TASK INSTRUCTIONS
Rewrite the material below with "bounding box" swapped for "rectangle", changing nothing else.

--

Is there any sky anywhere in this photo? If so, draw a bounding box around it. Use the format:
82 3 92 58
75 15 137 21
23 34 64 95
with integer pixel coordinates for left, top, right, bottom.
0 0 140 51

--

THE SOLUTION
Is there any sky anywhere in this photo? If so, draw a rectangle around it. Use the format:
82 3 92 58
75 15 137 21
23 34 64 95
with integer pixel coordinates for left, top, right, bottom.
0 0 140 51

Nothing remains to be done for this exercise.